#### Records supplied

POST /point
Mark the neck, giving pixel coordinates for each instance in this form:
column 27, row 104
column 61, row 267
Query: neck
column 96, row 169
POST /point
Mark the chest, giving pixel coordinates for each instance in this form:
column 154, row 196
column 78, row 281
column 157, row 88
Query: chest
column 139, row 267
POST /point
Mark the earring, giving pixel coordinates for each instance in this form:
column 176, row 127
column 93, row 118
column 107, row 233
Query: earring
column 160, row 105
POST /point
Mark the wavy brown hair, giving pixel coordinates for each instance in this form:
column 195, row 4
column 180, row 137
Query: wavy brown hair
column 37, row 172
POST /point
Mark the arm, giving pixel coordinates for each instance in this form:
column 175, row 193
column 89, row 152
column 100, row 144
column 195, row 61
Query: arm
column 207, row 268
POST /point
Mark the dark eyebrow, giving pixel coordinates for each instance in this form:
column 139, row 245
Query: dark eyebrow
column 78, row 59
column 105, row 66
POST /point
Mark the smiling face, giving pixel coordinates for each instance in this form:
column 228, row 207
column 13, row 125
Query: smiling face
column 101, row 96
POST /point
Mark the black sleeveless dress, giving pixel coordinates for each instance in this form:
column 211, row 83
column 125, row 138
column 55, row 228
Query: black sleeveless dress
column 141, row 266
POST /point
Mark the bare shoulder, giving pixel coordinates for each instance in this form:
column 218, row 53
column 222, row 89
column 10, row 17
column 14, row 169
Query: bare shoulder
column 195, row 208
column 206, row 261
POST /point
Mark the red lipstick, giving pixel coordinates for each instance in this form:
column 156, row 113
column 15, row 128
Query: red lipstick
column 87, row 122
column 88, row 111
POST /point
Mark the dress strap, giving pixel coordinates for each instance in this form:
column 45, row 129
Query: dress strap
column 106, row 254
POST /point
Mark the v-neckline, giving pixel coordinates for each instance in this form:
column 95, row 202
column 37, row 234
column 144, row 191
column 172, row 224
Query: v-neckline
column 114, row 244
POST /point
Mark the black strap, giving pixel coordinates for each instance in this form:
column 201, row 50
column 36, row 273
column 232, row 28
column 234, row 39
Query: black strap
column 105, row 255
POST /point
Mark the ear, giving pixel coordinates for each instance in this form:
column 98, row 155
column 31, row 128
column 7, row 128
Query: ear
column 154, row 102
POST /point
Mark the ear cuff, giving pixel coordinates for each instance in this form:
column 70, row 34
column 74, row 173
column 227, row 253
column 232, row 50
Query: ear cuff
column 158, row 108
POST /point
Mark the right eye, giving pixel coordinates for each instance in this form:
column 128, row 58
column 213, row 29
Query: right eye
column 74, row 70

########

■ **What is needed**: Exact reproduction of the listing above is required.

■ **Answer to this problem**:
POST /point
Mark the neck, giving pixel coordinates for each instance in this form:
column 27, row 104
column 61, row 267
Query: neck
column 96, row 169
POST /point
Mark the chest, giving pixel coordinates for each instance in this form:
column 154, row 196
column 78, row 281
column 157, row 88
Query: chest
column 139, row 267
POST /point
Mark the earring, giving pixel coordinates for each instance in this form:
column 176, row 127
column 93, row 118
column 107, row 233
Query: earring
column 160, row 105
POST /point
Mark the wavy brown hair, giving pixel coordinates for each instance in this form:
column 195, row 4
column 180, row 137
Query: wavy brown hair
column 37, row 172
POST /point
Mark the arm, giving pixel coordinates for each instance in this form:
column 175, row 193
column 89, row 152
column 100, row 144
column 195, row 61
Query: arm
column 207, row 268
POST /point
Mark the dark eyebrow, giving pixel coordinates for each instance in this form:
column 139, row 245
Query: dark eyebrow
column 78, row 59
column 105, row 66
POST /point
Mark the smiling face, giving pixel coordinates for each instance in this form:
column 228, row 207
column 13, row 125
Query: smiling face
column 101, row 96
POST /point
Mark the black sleeveless dress, giving pixel coordinates for each instance in this form:
column 211, row 83
column 125, row 138
column 55, row 228
Query: black sleeveless dress
column 141, row 266
POST /point
Mark the bare shoulder, giving pixel coordinates for each instance in this form:
column 218, row 53
column 222, row 89
column 10, row 17
column 14, row 169
Query: bare shoulder
column 195, row 208
column 206, row 261
POST /point
Mark the red lipstick, giving pixel coordinates for each instance in this form:
column 156, row 113
column 15, row 128
Query: red lipstick
column 87, row 122
column 88, row 111
POST /point
Mark the dress strap, giving pixel coordinates for each instance in this form:
column 45, row 129
Query: dress strap
column 106, row 254
POST /point
Mark the v-neckline, giving pixel coordinates for each instance in this form:
column 95, row 202
column 37, row 234
column 144, row 191
column 172, row 224
Query: v-neckline
column 114, row 244
POST /point
Mark the black strap, giving pixel coordinates for each instance in this form:
column 201, row 50
column 36, row 273
column 232, row 28
column 234, row 39
Query: black strap
column 105, row 255
POST /point
Mark the ear, giving pixel coordinates for each instance in this form:
column 98, row 155
column 31, row 128
column 7, row 128
Query: ear
column 154, row 102
POST /point
Mark the ear cuff, giving pixel coordinates for each instance in this form:
column 70, row 34
column 74, row 173
column 227, row 253
column 232, row 50
Query: ear cuff
column 158, row 108
POST /point
Mark the right eye, giving pixel coordinates for each instance in this form:
column 128, row 58
column 213, row 29
Query: right eye
column 74, row 70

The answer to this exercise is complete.